● **WORK TO BE COMPLETED**
Copy out every line of the data exactly.

^^^^^^^^

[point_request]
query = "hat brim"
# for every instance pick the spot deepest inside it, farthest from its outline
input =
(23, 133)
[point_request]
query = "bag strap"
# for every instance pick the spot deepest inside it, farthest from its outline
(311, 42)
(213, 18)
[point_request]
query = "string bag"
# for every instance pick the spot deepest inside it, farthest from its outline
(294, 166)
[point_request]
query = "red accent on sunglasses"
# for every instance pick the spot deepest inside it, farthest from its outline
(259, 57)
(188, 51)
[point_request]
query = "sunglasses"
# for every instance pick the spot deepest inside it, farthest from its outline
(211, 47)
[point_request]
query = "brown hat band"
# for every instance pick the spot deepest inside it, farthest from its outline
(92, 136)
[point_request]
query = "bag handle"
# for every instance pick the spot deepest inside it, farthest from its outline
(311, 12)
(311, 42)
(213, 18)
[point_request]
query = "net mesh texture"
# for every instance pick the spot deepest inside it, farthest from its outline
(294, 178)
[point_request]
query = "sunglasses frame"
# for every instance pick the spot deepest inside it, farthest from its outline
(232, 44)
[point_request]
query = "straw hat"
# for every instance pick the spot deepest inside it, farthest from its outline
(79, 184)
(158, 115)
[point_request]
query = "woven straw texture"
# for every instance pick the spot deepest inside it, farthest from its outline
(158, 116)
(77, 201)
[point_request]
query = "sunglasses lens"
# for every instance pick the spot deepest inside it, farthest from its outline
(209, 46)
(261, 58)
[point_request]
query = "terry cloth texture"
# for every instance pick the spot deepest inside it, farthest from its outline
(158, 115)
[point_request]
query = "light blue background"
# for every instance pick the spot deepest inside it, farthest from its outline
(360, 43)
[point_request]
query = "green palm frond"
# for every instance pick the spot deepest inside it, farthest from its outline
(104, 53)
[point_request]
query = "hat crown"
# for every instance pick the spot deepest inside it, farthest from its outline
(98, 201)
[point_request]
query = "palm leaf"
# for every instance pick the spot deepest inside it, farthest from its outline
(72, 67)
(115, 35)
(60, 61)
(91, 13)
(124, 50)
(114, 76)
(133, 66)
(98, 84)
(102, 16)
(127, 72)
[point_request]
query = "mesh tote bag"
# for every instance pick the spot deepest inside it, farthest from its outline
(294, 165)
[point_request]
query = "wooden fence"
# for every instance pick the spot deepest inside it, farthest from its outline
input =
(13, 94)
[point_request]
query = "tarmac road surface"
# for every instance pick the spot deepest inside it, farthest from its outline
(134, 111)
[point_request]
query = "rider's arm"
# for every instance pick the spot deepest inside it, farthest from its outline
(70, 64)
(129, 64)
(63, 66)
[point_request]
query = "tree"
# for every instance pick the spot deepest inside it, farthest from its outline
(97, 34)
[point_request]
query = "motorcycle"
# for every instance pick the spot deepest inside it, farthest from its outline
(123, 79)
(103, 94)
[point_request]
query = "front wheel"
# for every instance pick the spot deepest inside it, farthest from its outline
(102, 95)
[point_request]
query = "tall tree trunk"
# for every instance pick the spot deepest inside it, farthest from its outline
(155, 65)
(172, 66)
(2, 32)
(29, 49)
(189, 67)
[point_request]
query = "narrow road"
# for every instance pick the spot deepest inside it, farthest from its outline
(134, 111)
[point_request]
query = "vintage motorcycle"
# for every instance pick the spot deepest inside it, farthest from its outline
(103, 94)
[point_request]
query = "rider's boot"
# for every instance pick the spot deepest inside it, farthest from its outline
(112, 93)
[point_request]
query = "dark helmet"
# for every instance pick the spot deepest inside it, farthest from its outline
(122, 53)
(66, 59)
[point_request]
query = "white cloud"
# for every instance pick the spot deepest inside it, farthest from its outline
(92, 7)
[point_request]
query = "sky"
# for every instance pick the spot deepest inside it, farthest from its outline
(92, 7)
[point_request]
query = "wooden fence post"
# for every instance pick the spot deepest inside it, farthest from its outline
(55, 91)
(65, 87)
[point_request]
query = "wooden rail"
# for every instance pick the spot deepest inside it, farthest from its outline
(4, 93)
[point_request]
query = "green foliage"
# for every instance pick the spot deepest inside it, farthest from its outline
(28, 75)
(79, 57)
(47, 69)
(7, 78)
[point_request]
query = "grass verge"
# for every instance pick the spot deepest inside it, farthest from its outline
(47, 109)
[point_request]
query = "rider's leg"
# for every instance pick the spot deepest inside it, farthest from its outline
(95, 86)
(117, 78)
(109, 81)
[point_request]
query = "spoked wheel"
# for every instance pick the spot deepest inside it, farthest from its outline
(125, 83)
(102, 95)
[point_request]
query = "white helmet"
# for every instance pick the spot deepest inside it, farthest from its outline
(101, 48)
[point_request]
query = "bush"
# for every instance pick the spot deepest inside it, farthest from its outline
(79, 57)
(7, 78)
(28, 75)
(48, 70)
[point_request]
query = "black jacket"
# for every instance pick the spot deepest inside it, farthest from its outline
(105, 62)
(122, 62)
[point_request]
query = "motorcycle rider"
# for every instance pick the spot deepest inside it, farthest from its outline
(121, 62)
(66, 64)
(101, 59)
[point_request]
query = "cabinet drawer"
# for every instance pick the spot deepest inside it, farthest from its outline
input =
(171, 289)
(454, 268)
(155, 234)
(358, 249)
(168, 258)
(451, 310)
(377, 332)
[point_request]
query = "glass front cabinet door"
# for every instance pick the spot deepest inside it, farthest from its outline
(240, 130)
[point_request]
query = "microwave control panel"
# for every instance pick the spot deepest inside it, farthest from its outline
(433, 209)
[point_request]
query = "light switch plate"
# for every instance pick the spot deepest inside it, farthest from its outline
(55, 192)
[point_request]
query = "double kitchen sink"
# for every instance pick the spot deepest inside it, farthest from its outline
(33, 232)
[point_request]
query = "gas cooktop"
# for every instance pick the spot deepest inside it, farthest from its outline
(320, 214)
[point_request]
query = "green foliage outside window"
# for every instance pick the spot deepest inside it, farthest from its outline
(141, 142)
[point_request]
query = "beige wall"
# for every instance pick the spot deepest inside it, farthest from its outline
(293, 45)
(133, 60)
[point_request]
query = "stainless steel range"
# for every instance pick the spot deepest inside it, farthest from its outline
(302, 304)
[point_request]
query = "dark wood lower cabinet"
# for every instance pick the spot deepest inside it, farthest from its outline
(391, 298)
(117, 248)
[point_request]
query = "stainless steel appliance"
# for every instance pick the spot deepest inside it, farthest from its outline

^^^^^^^^

● **EXERCISE RESULT**
[point_request]
query = "hat brim"
# for every instance pick the spot deepest inside it, farthest from its outline
input =
(23, 133)
[point_request]
query = "bag strap"
# for every instance pick the spot deepest inside it, farthest from its outline
(311, 42)
(213, 18)
[point_request]
query = "string bag"
# for every instance pick the spot deepest inside it, farthest from its outline
(294, 166)
[point_request]
query = "red accent on sunglasses"
# for every instance pick the spot deepest inside it, farthest from its outline
(259, 57)
(188, 51)
[point_request]
query = "sunglasses"
# for every instance pick the spot deepest inside it, farthest from its outline
(211, 47)
[point_request]
query = "brown hat band"
# for every instance pick the spot deepest inside it, farthest from its outline
(92, 136)
[point_request]
query = "bag handle"
# for every instance pick the spot deepest inside it, farthest from its outline
(311, 12)
(311, 42)
(213, 18)
[point_request]
query = "net mesh texture"
# for every instance pick the spot deepest inside it, farthest from its outline
(294, 178)
[point_request]
query = "sunglasses frame"
# for every instance pick the spot deepest inside it, farthest from its outline
(232, 44)
[point_request]
query = "straw hat"
# for every instance pick the spot deepest inside it, farthest from its outline
(79, 184)
(158, 115)
[point_request]
query = "woven straw texture"
# for every instance pick the spot deepest inside it, farthest from its outline
(158, 116)
(77, 201)
[point_request]
query = "sunglasses lens"
# for every instance pick the spot deepest inside it, farthest from its outline
(209, 46)
(261, 58)
[point_request]
query = "terry cloth texture"
# for every instance pick the spot deepest inside it, farthest from its outline
(158, 115)
[point_request]
query = "light blue background"
# for every instance pick the spot deepest inside it, farthest from its outline
(360, 43)
[point_request]
query = "green palm frond"
# for every instance pick the spot deepest inside it, farthest from its outline
(104, 53)
[point_request]
query = "hat crown"
# for every instance pick the spot deepest inside it, farthest from its outline
(98, 201)
[point_request]
query = "palm leaf"
# for every instance pick the spot deepest inside it, farthest from its outline
(72, 67)
(115, 35)
(60, 61)
(91, 13)
(124, 50)
(114, 76)
(133, 66)
(98, 84)
(102, 16)
(127, 72)
[point_request]
query = "mesh tote bag"
# for every instance pick the spot deepest inside it, farthest from its outline
(294, 165)
[point_request]
query = "wooden fence"
# for every instance pick the spot deepest inside it, farthest from its outline
input =
(13, 94)
[point_request]
query = "tarmac road surface"
# for every instance pick the spot deepest inside it, farthest from its outline
(134, 111)
[point_request]
query = "rider's arm"
# for every instance pick the spot deepest inside it, farthest from its outline
(70, 64)
(129, 64)
(63, 66)
[point_request]
query = "tree"
# for every instance pick the spot deepest inside it, farthest from its outline
(97, 34)
[point_request]
query = "motorcycle"
# for every instance pick the spot deepest inside it, farthest from its outline
(123, 79)
(103, 94)
[point_request]
query = "front wheel"
# for every instance pick the spot deepest inside it, farthest from its outline
(102, 95)
[point_request]
query = "tall tree trunk"
# for every instance pick the spot deepest inside it, farthest from its outline
(155, 65)
(172, 66)
(2, 32)
(29, 49)
(189, 67)
[point_request]
query = "narrow road"
# for every instance pick the spot deepest inside it, farthest from its outline
(134, 111)
[point_request]
query = "vintage motorcycle"
# for every instance pick the spot deepest inside it, farthest from its outline
(103, 94)
[point_request]
query = "rider's boot"
# for every instance pick the spot deepest inside it, farthest from its outline
(112, 93)
[point_request]
query = "dark helmet"
# for every instance pick the spot deepest inside it, farthest from its outline
(122, 53)
(66, 59)
[point_request]
query = "white cloud"
# for every instance pick the spot deepest inside it, farthest from its outline
(92, 7)
[point_request]
query = "sky"
# for every instance pick the spot deepest inside it, farthest from its outline
(92, 7)
[point_request]
query = "wooden fence post"
# for every instance pick the spot deepest inside it, farthest from its outline
(55, 91)
(65, 87)
[point_request]
query = "wooden rail"
# for every instance pick the spot deepest inside it, farthest from its outline
(4, 93)
[point_request]
query = "green foliage"
# for every instance pick the spot deepest inside it, farthest from its outline
(28, 75)
(79, 57)
(47, 69)
(7, 78)
[point_request]
query = "grass verge"
# for every instance pick the spot deepest inside it, farthest from its outline
(47, 109)
[point_request]
query = "rider's leg"
# for every instance pick the spot deepest inside it, farthest from its outline
(95, 86)
(117, 78)
(109, 81)
[point_request]
query = "spoked wheel"
# for every instance pick the spot deepest inside it, farthest from its outline
(125, 83)
(102, 95)
[point_request]
query = "white helmet"
# for every instance pick the spot deepest inside it, farthest from its outline
(101, 48)
[point_request]
query = "bush"
# for every instance pick the spot deepest inside it, farthest from its outline
(79, 57)
(7, 78)
(28, 75)
(48, 70)
[point_request]
query = "black jacket"
# for every instance pick the spot deepest inside it, farthest from its outline
(105, 62)
(122, 62)
[point_request]
query = "motorcycle rider"
# for every instance pick the spot deepest inside it, farthest from its outline
(121, 62)
(66, 64)
(101, 59)
[point_request]
query = "cabinet drawer"
# for every instance pick the spot deepest inside it, farthest from its outline
input =
(171, 289)
(454, 268)
(155, 234)
(358, 249)
(168, 258)
(451, 310)
(377, 332)
[point_request]
query = "glass front cabinet door"
# for every instance pick the spot deepest inside it, farthest from its outline
(240, 130)
[point_request]
query = "microwave control panel"
# for every instance pick the spot deepest inside it, farthest from its outline
(433, 209)
[point_request]
query = "light switch plate"
# for every instance pick the spot deepest inside it, farthest from its outline
(55, 192)
[point_request]
query = "double kitchen sink"
# for every instance pick the spot deepest inside it, farthest from its outline
(33, 232)
[point_request]
query = "gas cooktop"
# for every instance pick the spot deepest inside it, farthest from its outline
(320, 214)
[point_request]
query = "green foliage outside window"
# for every instance pick the spot deepest inside it, farthest from its outline
(141, 142)
[point_request]
query = "beige wall"
# for every instance pick the spot deepest inside it, farthest from its outline
(293, 45)
(133, 60)
[point_request]
query = "stainless steel range"
# for every instance pick the spot deepest inside it, farthest from its outline
(302, 304)
[point_request]
query = "dark wood lower cabinet"
# for every instance pick the spot deepest inside it, farthest from its outline
(391, 298)
(117, 248)
[point_request]
query = "stainless steel appliance"
# for every instance pick the spot deepest inside it, farthest from its outline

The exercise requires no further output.